Source data
# # #
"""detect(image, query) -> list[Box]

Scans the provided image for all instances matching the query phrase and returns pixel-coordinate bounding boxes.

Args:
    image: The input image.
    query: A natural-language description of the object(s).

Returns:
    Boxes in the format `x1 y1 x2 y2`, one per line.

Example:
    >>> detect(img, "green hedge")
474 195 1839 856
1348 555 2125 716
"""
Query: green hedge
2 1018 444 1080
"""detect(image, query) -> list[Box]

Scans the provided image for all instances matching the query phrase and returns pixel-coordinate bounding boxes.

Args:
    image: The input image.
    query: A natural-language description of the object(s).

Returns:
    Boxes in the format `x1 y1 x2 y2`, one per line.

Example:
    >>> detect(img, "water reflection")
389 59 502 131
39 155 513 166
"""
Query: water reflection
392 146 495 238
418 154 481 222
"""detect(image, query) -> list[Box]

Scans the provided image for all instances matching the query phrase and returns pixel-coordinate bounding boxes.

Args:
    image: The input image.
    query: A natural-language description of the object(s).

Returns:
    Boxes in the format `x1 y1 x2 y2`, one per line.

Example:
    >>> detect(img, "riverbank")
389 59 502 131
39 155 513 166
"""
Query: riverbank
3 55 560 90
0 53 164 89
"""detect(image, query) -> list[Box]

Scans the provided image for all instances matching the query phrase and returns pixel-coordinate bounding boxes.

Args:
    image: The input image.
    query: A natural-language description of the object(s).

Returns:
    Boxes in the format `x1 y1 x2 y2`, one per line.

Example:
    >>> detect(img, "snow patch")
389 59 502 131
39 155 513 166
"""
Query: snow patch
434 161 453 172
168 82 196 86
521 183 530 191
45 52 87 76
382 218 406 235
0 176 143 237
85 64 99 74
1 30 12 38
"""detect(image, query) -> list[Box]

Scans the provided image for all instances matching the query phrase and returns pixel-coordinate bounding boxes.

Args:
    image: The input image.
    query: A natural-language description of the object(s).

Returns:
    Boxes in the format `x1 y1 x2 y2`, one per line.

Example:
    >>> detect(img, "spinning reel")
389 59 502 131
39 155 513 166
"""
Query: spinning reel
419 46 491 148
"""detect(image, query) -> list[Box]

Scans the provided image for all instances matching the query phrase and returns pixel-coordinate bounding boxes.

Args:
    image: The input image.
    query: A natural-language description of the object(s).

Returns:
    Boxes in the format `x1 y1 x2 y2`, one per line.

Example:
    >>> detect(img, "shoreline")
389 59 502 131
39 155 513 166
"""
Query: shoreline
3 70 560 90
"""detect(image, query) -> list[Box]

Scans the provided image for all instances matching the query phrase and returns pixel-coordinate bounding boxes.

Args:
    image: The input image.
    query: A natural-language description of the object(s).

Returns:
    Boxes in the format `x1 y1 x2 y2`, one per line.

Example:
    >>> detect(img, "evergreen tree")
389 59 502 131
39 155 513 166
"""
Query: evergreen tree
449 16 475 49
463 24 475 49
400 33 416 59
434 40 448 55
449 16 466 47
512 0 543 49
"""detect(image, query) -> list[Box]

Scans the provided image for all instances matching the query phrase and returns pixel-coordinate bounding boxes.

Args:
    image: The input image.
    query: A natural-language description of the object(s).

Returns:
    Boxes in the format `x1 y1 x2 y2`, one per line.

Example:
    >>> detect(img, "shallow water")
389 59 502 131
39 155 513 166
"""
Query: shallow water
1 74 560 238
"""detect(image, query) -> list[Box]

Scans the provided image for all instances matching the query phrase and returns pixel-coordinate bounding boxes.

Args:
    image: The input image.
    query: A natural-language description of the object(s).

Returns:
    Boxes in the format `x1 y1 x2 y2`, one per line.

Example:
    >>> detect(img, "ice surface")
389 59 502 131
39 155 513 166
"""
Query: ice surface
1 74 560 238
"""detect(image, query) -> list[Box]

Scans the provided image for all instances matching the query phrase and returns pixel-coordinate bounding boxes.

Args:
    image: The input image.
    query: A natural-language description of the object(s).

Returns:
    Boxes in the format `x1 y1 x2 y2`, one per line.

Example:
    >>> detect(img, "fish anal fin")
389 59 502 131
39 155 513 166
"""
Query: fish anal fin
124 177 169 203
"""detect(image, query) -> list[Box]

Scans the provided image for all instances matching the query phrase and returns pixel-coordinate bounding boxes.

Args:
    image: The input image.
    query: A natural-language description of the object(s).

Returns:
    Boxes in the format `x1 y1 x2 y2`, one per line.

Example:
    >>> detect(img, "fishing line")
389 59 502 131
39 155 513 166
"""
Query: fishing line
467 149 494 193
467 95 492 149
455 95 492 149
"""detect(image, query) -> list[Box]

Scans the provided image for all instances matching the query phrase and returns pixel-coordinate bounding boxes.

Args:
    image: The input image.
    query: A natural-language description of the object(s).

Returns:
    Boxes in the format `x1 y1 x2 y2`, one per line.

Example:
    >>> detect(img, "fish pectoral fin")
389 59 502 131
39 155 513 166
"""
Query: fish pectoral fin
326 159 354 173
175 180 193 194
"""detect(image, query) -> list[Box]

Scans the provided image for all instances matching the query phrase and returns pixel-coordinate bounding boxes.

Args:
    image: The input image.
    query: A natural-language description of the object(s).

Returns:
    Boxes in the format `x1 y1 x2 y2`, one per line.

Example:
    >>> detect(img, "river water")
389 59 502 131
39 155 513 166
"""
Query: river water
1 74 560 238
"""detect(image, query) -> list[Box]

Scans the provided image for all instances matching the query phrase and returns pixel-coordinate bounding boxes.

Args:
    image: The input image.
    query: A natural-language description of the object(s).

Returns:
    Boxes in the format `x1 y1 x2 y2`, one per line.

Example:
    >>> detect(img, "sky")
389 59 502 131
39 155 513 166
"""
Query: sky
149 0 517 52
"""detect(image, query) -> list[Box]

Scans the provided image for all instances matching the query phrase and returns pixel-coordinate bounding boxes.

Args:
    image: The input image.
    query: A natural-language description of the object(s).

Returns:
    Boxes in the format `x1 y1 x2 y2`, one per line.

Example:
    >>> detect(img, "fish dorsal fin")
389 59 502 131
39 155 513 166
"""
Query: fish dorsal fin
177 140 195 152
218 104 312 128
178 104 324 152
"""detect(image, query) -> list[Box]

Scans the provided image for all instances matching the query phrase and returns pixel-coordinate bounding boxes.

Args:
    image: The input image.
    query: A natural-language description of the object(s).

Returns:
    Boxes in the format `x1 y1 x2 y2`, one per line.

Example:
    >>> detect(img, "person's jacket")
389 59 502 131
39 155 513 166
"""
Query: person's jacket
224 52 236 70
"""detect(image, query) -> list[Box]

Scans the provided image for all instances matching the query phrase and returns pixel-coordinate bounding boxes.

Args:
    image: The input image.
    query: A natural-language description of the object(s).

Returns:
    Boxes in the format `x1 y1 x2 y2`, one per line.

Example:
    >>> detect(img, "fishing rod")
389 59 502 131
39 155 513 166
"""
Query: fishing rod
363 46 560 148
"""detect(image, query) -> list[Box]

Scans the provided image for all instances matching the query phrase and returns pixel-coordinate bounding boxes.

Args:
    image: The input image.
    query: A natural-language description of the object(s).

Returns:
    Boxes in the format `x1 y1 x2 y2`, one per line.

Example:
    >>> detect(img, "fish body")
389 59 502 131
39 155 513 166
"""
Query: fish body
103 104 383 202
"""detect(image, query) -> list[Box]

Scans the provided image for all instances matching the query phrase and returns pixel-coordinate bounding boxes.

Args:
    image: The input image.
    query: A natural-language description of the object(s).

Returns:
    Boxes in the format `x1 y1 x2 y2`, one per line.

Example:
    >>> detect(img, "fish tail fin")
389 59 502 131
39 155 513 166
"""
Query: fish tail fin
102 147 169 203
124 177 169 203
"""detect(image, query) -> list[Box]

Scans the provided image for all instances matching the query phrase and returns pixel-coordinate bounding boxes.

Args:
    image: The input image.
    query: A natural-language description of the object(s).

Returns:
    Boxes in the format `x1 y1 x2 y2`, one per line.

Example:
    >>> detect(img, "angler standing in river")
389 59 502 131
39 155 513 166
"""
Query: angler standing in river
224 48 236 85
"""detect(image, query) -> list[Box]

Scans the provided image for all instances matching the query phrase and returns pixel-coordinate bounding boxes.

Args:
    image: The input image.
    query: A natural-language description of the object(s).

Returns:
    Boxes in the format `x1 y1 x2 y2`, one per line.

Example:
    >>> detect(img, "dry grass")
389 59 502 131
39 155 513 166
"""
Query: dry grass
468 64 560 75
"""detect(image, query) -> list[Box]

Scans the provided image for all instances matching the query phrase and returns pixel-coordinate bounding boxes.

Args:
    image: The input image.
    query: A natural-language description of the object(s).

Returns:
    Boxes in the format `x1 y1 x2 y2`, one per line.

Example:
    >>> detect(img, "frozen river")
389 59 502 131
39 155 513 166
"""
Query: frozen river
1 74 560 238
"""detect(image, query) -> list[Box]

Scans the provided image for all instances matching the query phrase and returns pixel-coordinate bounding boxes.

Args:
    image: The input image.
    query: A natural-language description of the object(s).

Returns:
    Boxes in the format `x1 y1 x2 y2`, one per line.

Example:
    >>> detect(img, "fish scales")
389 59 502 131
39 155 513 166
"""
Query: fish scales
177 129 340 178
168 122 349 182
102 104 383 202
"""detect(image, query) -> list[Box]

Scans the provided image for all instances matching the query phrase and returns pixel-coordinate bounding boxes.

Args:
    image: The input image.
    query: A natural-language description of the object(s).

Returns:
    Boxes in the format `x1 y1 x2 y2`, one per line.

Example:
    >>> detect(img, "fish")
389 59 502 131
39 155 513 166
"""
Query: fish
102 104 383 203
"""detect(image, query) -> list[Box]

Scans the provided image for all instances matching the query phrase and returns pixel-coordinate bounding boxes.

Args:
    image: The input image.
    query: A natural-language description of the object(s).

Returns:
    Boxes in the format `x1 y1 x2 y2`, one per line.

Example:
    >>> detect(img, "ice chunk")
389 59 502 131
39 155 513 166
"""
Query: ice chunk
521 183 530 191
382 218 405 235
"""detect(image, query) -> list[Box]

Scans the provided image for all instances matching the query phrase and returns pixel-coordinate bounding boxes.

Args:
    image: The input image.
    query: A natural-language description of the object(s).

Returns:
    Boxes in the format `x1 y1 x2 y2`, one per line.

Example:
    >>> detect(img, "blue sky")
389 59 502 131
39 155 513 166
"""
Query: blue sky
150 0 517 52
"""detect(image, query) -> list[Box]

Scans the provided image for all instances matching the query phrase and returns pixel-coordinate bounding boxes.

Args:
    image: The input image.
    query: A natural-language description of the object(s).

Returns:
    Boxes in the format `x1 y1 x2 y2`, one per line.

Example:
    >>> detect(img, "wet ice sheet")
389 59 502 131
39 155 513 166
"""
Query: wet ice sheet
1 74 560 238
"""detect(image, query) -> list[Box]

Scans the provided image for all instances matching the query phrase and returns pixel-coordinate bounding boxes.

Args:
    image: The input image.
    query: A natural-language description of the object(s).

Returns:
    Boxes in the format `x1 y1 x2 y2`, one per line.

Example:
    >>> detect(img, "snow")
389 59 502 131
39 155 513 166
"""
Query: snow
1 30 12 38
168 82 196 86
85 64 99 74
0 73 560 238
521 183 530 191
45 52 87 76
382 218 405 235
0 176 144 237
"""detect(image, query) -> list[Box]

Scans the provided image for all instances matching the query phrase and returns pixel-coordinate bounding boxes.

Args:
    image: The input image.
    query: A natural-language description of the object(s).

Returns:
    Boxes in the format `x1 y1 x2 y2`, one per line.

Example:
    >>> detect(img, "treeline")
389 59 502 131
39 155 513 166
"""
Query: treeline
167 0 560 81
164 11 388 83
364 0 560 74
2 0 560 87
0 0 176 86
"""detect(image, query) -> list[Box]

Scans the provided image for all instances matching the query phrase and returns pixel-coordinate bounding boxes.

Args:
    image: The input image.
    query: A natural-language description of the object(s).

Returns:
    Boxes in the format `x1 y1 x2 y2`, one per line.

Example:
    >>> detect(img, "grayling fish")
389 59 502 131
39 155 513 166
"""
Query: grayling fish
# # #
Problem statement
Say the number of data lines holding "grayling", without any other words.

Reply to the exercise
2